What you have to do:
Scale the stretch from the line containing "Can you find the bush?" through the line containing "x=197, y=196", reproducing every line in it, requests included, and nothing outside it. Multiply each x and y coordinate in the answers by 1.05 and round to the nearest whole number, with halves rounded up.

======== Items

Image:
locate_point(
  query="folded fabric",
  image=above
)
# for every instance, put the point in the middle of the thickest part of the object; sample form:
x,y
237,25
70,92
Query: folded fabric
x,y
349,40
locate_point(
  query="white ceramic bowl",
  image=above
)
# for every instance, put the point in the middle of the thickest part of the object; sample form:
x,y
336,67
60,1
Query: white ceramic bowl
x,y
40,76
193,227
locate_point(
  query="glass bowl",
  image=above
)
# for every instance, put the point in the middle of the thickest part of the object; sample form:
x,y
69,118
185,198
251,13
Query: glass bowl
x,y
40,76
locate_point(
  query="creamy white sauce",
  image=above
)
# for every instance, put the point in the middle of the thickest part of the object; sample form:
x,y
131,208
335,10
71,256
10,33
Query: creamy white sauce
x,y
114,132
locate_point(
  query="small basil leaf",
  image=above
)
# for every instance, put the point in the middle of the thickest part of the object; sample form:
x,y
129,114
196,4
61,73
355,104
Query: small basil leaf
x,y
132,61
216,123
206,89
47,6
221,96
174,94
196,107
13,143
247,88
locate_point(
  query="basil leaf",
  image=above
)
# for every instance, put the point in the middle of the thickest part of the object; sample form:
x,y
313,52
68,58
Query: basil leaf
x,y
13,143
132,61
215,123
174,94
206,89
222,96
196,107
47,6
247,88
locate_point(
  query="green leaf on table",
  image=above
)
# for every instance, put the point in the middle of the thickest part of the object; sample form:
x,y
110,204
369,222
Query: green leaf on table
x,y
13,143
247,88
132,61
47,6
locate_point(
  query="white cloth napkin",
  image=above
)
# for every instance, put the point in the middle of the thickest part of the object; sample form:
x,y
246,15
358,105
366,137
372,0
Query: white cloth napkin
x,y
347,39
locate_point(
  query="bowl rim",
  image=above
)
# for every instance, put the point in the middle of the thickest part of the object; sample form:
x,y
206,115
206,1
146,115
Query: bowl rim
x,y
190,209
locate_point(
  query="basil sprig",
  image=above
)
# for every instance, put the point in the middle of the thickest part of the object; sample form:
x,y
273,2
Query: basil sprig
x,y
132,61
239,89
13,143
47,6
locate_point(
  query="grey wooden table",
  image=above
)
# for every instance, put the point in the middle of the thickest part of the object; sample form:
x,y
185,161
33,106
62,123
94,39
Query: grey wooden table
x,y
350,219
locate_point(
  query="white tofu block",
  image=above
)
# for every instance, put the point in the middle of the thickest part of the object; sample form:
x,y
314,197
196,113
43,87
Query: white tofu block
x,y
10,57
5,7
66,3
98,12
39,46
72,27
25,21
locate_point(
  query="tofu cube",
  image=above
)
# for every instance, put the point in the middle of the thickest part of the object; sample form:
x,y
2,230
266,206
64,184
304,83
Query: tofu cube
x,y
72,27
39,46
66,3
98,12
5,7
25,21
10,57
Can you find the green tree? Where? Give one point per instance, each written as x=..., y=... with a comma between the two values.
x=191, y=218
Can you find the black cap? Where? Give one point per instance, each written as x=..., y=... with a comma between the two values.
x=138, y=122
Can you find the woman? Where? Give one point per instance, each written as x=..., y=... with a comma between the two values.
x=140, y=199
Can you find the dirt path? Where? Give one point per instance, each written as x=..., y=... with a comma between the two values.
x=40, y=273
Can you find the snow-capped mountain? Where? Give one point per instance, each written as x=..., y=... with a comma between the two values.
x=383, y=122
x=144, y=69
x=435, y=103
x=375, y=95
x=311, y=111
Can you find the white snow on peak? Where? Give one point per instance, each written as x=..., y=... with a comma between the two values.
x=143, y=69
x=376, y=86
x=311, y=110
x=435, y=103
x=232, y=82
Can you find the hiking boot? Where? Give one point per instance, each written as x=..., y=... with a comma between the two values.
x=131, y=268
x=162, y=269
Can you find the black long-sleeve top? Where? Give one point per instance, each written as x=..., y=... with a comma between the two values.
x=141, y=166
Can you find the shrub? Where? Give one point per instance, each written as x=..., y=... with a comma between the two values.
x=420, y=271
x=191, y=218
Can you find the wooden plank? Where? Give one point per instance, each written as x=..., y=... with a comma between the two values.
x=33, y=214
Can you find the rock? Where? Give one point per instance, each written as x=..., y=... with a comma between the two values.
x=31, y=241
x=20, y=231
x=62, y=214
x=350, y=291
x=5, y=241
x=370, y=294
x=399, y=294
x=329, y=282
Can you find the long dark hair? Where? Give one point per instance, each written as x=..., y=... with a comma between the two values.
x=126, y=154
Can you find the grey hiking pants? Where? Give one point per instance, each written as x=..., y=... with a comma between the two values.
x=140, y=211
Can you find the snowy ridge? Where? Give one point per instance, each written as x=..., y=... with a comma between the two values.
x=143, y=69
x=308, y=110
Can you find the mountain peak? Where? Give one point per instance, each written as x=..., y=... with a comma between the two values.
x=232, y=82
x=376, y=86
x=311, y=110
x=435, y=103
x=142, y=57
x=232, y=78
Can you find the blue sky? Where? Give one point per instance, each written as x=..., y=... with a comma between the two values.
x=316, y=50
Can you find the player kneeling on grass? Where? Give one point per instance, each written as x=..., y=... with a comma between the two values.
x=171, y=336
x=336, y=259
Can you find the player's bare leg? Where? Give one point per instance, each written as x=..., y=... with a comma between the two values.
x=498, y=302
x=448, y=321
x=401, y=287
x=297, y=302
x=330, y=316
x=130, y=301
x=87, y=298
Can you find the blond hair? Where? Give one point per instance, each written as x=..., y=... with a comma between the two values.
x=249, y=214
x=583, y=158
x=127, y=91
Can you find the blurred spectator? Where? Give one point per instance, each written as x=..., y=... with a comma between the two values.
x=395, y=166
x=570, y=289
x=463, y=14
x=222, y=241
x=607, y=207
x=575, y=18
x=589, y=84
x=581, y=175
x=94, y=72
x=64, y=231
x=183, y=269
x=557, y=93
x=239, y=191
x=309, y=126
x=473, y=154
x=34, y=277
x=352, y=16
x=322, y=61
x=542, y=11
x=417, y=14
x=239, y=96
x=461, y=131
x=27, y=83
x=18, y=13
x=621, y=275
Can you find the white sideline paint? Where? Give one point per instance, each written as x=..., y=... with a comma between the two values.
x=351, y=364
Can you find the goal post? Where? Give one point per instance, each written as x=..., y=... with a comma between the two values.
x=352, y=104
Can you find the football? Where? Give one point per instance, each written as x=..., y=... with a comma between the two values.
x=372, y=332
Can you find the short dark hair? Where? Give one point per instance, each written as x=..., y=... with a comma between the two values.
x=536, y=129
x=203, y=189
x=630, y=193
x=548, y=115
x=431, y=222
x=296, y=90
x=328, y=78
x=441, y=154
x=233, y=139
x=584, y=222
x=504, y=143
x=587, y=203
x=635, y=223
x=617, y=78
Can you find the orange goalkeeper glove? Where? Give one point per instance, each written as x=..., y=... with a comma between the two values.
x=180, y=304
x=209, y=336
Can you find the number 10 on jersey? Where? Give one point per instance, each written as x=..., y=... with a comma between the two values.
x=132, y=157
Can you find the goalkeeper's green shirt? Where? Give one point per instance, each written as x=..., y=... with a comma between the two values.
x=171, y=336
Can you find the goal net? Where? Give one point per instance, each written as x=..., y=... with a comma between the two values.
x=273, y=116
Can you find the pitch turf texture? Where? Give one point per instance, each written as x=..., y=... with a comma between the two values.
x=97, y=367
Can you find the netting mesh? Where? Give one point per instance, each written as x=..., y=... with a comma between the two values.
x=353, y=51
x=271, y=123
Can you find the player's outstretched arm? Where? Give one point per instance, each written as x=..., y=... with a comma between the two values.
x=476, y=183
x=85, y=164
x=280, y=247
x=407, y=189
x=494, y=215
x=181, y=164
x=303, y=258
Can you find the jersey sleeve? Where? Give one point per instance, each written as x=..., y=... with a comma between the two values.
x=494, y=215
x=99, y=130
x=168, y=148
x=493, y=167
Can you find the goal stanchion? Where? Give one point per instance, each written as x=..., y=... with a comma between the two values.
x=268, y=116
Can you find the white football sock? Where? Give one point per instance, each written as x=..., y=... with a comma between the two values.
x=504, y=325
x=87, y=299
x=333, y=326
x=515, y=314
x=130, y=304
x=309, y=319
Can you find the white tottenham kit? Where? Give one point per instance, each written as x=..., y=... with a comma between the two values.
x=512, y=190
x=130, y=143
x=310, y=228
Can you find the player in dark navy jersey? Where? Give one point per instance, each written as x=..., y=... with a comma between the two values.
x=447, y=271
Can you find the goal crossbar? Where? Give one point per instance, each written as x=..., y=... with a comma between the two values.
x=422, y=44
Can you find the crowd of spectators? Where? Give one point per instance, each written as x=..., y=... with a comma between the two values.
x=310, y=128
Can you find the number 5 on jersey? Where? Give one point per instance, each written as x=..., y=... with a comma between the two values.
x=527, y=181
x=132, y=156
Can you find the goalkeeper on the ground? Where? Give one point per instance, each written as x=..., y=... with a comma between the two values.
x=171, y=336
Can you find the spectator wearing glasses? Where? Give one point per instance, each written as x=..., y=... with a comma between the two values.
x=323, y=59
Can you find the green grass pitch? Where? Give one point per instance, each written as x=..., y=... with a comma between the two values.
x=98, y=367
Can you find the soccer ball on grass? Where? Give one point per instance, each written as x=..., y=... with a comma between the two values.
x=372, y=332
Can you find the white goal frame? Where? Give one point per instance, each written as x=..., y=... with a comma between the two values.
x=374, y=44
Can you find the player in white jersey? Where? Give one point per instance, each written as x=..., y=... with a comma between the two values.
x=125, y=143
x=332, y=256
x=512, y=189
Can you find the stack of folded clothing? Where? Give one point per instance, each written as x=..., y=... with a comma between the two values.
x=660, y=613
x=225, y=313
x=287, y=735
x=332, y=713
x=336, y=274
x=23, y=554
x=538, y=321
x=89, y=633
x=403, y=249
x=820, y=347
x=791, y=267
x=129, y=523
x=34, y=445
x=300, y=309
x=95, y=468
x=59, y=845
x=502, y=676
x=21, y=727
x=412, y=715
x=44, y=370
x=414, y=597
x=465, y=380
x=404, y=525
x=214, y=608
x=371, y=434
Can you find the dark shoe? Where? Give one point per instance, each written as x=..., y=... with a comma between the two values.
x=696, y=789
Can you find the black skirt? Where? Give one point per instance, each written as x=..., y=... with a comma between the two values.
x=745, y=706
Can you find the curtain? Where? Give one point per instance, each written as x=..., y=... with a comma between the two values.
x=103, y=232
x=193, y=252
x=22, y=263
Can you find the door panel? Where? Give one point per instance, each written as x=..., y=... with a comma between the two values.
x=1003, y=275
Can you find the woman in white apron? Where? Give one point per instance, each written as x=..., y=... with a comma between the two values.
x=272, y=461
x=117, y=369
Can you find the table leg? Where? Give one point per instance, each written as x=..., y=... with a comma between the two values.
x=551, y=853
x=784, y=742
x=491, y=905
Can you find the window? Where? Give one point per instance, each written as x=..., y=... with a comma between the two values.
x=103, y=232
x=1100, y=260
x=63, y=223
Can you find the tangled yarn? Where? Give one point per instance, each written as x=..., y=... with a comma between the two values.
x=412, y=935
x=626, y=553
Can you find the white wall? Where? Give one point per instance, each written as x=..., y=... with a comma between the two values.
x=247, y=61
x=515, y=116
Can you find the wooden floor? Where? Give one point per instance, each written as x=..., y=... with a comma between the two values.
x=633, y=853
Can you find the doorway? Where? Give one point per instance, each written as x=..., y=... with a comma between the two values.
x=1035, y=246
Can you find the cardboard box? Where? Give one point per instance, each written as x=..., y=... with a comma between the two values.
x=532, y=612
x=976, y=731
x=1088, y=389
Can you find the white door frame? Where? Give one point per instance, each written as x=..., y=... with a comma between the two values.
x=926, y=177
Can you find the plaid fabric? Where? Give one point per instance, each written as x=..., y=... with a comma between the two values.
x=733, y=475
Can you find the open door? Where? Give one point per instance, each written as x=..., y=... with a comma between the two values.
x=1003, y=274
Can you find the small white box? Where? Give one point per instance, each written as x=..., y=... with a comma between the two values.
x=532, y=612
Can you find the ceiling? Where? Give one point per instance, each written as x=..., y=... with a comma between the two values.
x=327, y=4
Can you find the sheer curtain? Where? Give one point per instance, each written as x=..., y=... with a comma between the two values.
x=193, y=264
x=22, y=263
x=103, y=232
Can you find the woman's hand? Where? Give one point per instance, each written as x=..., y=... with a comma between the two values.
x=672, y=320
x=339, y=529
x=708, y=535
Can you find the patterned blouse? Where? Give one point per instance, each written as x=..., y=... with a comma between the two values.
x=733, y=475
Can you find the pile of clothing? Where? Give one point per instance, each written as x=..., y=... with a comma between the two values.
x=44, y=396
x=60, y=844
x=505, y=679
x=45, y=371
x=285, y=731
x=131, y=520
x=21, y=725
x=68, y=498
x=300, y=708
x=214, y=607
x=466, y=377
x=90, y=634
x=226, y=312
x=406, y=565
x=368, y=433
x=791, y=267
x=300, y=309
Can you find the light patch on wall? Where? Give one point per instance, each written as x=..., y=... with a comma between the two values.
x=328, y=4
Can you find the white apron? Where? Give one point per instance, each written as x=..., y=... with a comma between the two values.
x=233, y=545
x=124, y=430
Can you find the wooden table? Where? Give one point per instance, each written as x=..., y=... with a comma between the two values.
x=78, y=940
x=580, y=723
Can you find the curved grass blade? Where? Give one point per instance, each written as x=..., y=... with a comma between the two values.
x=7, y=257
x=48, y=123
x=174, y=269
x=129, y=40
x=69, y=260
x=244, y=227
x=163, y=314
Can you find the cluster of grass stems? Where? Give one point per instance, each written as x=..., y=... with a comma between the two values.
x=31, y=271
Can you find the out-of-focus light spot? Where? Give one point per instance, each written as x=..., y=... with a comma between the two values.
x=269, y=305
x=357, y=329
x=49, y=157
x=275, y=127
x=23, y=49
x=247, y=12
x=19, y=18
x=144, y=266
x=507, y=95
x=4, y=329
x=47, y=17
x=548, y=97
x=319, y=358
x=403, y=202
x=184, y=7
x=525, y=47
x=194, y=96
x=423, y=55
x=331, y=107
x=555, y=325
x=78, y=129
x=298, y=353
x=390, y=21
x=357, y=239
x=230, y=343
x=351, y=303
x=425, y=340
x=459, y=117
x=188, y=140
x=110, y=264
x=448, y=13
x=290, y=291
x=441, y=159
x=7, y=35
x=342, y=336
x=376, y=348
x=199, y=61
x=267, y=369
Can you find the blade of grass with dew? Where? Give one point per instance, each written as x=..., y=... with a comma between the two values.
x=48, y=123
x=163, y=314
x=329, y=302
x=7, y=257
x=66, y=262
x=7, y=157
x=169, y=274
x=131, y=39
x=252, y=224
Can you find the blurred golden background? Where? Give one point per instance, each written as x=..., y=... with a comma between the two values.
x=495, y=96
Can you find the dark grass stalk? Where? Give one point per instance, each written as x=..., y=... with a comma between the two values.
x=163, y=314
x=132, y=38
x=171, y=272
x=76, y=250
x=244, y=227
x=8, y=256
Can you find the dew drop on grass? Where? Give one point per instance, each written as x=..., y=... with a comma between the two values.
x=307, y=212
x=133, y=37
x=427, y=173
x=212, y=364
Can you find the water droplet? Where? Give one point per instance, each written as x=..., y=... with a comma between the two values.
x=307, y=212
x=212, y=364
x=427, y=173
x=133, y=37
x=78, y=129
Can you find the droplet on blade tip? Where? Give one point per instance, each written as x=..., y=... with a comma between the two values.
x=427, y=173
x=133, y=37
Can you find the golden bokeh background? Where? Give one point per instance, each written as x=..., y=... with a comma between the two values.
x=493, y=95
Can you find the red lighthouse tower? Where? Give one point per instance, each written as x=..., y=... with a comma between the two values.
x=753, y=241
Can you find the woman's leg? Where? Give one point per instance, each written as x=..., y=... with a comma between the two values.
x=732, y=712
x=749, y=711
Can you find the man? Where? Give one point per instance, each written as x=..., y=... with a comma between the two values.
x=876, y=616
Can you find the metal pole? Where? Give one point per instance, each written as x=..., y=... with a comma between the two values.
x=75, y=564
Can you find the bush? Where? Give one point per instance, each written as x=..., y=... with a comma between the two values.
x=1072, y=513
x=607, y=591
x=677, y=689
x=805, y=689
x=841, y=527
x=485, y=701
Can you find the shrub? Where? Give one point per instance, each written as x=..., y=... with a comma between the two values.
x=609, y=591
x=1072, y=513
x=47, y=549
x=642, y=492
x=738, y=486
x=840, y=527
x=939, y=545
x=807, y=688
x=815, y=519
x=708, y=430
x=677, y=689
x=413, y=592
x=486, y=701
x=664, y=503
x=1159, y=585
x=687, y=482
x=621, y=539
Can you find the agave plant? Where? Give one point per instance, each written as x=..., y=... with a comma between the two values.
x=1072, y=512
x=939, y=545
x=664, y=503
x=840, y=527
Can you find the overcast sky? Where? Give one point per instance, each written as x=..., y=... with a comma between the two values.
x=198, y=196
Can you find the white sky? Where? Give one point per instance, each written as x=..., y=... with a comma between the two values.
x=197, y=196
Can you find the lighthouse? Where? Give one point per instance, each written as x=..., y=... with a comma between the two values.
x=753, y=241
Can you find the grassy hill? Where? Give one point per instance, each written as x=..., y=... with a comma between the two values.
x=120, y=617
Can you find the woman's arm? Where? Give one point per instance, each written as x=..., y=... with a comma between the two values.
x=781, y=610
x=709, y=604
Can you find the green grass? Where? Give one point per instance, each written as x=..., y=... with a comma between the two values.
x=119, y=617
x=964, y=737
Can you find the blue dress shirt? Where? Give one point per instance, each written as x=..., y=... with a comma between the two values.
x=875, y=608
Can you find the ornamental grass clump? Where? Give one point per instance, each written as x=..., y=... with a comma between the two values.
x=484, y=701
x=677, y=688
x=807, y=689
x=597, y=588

================

Solution for this task:
Can you find the bush? Where? Give one point per instance, each written as x=..., y=... with a comma between the two values.
x=1126, y=539
x=637, y=621
x=711, y=723
x=845, y=723
x=883, y=553
x=509, y=736
Can you find the shrub? Where? Give one point per instance, each written as x=..., y=... with a comma between the two values.
x=639, y=621
x=1126, y=539
x=49, y=576
x=674, y=517
x=775, y=510
x=882, y=553
x=986, y=572
x=847, y=722
x=856, y=545
x=743, y=452
x=711, y=723
x=434, y=622
x=510, y=736
x=697, y=528
x=1217, y=614
x=721, y=506
x=652, y=566
Can you find the agave plant? Where? Give one point per instance, each written as x=..., y=... with a comma between the two values.
x=1126, y=538
x=986, y=572
x=697, y=528
x=882, y=553
Can you find the overcast sky? Where? Give one point per instance, each written as x=..., y=... with a comma between the two values.
x=208, y=206
Can you find the white sky? Where? Give one point per instance, each written as x=..., y=... with a comma between the two values.
x=207, y=206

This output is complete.